### Required work
Could you output the part of the Lyme questionnaire abstract below, starting with "Babesia; Borrelia burgdorferi;" and going on through "in this work.", word for word?

### Document extract
■ ■ ■

Empirical validation of the Horowitz Multiple Systemic Infectious Disease Syndrome Questionnaire for suspected Lyme disease.

Author information

1
Department of Psychology, State University of New York at New Paltz, New Paltz, NY.
2
Hudson Valley Healing Arts Center, Hyde Park, NY, USA.

Abstract

PURPOSE:

Lyme disease is spreading worldwide, with multiple Borrelia species causing a broad range of clinical symptoms that mimic other illnesses. A validated Lyme disease screening questionnaire would be clinically useful for both providers and patients. Three studies evaluated such a screening tool, namely the Horowitz Multiple Systemic Infectious Disease Syndrome (MSIDS) Questionnaire. The purpose was to see if the questionnaire could accurately distinguish between Lyme patients and healthy individuals.

METHODS:

Study 1 examined the construct validity of the scale examining its factor structure and reliability of the questionnaire among 537 individuals being treated for Lyme disease. Study 2 involved an online sample of 999 participants, who self-identified as either healthy (N=217) or suffering from Lyme now (N=782) who completed the Horowitz MSIDS Questionnaire (HMQ) along with an outdoor activity survey. We examined convergent validity among components of the scale and evaluated discriminant validity with the Big Five personality characteristics. The third study compared a sample of 236 patients with confirmed Lyme disease with an online sample of 568 healthy individuals.

RESULTS:

Factor analysis results identified six underlying latent dimensions; four of these overlapped with critical symptoms identified by Horowitz - neuropathy, cognitive dysfunction, musculoskeletal pain, and fatigue. The HMQ showed acceptable levels of internal reliability using Cronbach's coefficient alpha and exhibited evidence of convergent and divergent validity. Components of the HMQ correlated more highly with each other than with unrelated traits.

DISCUSSION:

The results consistently demonstrated that the HMQ accurately differentiated those with Lyme disease from healthy individuals. Three migratory pain survey items (persistent muscular pain, arthritic pain, and nerve pain/paresthesias) robustly identified individuals with verified Lyme disease. The results support the use of the HMQ as a valid, efficient, and low-cost screening tool for medical practitioners to decide if additional testing is warranted to distinguish between Lyme disease and other illnesses.

KEYWORDS:

Babesia; Borrelia burgdorferi; Lyme disease; MSIDS; Multiple Systemic Infectious Disease Syndrome; PTLDS; Post-Treatment Lyme Disease Syndrome; factor analysis

Conflict of interest statement

Disclosure Dr Phyllis R Freeman is a senior researcher and Dr Richard Horowitz is an owner and medical practitioner at the Hudson Valley Healing Arts Center, which specializes in the treatment of Lyme disease. Dr Richard Horowitz is also an author of the 2013 book, Why Can’t I Get Better? Solving the Mystery of Lyme and Chronic Disease and the 2017 book How Can I Get Better? An Action Plan for Treating Resistant Lyme & Chronic Disease from St. Martin’s Press. The authors report no other conflicts of interest in this work.

■ ■ ■

### Record excerpts
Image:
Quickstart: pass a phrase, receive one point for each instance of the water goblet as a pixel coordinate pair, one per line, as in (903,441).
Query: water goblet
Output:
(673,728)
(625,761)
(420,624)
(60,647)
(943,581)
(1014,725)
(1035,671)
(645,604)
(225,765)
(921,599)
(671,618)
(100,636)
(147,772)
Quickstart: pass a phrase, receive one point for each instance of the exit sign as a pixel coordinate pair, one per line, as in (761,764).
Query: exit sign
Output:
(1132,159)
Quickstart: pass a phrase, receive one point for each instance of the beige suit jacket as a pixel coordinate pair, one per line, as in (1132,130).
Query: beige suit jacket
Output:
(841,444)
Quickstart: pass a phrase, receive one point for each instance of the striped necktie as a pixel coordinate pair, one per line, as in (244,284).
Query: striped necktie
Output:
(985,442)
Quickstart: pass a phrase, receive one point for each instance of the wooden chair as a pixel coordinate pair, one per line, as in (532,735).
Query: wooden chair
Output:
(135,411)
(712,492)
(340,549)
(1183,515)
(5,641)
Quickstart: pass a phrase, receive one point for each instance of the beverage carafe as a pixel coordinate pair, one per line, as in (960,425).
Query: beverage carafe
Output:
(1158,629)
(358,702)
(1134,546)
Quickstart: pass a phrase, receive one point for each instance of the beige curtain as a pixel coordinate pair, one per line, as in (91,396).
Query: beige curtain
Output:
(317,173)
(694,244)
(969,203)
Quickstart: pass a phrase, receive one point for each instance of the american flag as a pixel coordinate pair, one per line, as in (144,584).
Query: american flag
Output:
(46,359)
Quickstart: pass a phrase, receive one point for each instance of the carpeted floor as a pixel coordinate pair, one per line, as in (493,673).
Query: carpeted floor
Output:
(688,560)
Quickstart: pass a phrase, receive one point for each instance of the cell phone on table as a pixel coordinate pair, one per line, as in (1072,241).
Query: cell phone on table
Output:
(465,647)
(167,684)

■ ■ ■

### Answer area
Babesia; Borrelia burgdorferi; Lyme disease; MSIDS; Multiple Systemic Infectious Disease Syndrome; PTLDS; Post-Treatment Lyme Disease Syndrome; factor analysis

Conflict of interest statement

Disclosure Dr Phyllis R Freeman is a senior researcher and Dr Richard Horowitz is an owner and medical practitioner at the Hudson Valley Healing Arts Center, which specializes in the treatment of Lyme disease. Dr Richard Horowitz is also an author of the 2013 book, Why Can’t I Get Better? Solving the Mystery of Lyme and Chronic Disease and the 2017 book How Can I Get Better? An Action Plan for Treating Resistant Lyme & Chronic Disease from St. Martin’s Press. The authors report no other conflicts of interest in this work.